Write the data out again in full, with no departure from the original.

** BEGIN SOURCE MATERIAL **

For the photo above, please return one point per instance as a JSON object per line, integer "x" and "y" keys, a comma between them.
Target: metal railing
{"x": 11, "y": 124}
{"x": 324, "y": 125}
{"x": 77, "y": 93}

** END SOURCE MATERIAL **

● **WRITTEN SOLUTION**:
For the photo above, please return one point per instance as a JSON object per line, integer "x" and "y" keys, a comma between them.
Target: metal railing
{"x": 11, "y": 124}
{"x": 324, "y": 125}
{"x": 77, "y": 93}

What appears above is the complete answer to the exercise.